■ Extract provided
** BEGIN **
Stuffing the Chicken:
- Stuff the chicken with the quartered lemon, four garlic cloves, and six rosemary sprigs.
- Place the chicken breast side up on the vegetables.
- Tie the chicken legs.
Cooking the Chicken:
- Cover and cook on the “High” setting for 4 to 5 hours or “Low” setting for 6 to 8 hours, or until the breasts reach an internal temperature of 160 to 165ºF and the thighs reach 170ºF.
For Crispy Skin and Vegetables:
- Line a baking dish or tray with foil.
- Brush the chicken with olive oil and broil 10 inches away from the top of the oven until the skin is browned and crispy, about 5 minutes.
- To brown the vegetables, transfer them to a foil-lined baking dish and broil them 10 inches away from the top of the oven for 8 - 10 minutes.
- Let the chicken rest for 15 minutes before carving.
- Add vegetables to a platter, and place carved chicken on top.
** END **
■ Exercise instructions
Answer these questions using the chicken recipe above.
(a) What three items go inside the chicken when it is stuffed?
(b) How long does the chicken cook on the "Low" setting?
(c) How long should the chicken rest before carving?

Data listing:
** BEGIN **
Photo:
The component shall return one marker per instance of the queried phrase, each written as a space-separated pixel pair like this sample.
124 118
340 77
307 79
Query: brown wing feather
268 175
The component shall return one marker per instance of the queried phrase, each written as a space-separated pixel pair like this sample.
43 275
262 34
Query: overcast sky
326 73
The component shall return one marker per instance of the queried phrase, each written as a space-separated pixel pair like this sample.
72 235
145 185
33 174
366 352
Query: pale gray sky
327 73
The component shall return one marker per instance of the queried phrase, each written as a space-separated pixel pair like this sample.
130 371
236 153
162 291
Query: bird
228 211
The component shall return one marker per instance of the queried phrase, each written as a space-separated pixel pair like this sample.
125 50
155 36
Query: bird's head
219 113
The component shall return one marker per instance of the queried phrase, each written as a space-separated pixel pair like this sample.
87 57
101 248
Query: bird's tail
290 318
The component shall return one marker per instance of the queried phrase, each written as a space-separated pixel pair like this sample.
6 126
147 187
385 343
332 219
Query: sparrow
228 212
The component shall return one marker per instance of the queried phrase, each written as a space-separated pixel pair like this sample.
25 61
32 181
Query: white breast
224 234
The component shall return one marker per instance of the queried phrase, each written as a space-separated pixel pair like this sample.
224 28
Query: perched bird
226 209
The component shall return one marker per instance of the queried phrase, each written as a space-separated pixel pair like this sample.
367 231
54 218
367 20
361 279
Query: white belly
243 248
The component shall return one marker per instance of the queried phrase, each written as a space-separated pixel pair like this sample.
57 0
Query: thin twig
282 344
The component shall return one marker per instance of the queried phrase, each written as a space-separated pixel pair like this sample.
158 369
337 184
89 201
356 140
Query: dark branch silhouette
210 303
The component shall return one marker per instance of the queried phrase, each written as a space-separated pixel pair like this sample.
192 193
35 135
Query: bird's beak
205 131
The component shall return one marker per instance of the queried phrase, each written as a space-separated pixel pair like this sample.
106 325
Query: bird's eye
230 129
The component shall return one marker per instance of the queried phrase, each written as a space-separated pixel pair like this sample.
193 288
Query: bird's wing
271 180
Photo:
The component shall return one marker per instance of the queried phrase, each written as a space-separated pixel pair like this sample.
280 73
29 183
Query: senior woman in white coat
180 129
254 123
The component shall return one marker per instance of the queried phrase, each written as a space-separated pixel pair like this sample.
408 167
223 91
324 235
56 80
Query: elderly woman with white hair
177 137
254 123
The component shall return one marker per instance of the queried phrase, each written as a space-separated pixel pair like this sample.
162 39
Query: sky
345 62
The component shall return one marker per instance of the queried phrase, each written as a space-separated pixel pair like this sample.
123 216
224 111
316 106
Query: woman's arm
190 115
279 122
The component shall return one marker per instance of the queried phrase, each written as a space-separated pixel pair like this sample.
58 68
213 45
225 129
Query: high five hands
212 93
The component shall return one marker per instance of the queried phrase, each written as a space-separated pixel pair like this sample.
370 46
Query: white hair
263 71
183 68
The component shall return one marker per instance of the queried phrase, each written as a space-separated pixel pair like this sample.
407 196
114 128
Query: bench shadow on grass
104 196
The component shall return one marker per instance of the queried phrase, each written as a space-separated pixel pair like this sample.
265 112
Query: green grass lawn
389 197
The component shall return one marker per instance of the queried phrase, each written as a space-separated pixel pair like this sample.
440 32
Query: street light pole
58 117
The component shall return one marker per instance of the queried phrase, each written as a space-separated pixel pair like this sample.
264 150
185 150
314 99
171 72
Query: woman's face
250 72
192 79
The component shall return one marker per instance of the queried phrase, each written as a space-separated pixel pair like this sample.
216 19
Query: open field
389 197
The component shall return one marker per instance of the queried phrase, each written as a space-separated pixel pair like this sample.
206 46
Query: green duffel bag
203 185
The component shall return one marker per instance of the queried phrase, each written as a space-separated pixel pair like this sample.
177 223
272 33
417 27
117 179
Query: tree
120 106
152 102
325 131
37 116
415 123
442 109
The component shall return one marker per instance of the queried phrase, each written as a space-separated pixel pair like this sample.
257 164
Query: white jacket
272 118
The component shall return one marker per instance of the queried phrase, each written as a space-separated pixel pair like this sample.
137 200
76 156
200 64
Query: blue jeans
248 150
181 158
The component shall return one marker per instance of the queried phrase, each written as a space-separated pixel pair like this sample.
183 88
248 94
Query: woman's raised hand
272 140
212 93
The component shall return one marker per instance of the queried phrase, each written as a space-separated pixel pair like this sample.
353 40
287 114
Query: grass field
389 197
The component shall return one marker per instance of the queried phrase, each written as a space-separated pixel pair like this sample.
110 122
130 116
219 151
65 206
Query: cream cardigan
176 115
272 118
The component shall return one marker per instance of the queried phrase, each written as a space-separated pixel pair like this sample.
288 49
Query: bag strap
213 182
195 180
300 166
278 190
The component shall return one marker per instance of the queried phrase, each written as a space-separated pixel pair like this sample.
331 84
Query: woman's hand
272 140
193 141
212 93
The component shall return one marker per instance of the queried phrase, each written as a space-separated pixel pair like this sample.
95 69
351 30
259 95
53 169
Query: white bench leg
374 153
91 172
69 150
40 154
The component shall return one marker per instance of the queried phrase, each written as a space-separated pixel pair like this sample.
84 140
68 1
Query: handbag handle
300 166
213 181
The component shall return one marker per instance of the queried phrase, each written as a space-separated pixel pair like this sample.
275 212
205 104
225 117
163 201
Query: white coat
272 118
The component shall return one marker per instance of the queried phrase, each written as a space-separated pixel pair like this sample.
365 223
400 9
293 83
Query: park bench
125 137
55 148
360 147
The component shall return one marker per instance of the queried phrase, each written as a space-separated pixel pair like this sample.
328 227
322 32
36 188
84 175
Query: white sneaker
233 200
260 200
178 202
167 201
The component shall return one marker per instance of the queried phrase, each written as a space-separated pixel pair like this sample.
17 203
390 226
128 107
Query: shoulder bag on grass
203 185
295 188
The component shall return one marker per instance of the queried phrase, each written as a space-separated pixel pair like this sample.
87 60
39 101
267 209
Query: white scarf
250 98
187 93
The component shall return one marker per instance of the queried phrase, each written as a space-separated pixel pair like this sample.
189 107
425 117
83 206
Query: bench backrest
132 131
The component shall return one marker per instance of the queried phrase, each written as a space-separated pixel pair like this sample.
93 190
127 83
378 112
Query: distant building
** END **
■ Solved problem
(a) The quartered lemon, four garlic cloves, and six rosemary sprigs.
(b) 6 to 8 hours.
(c) 15 minutes.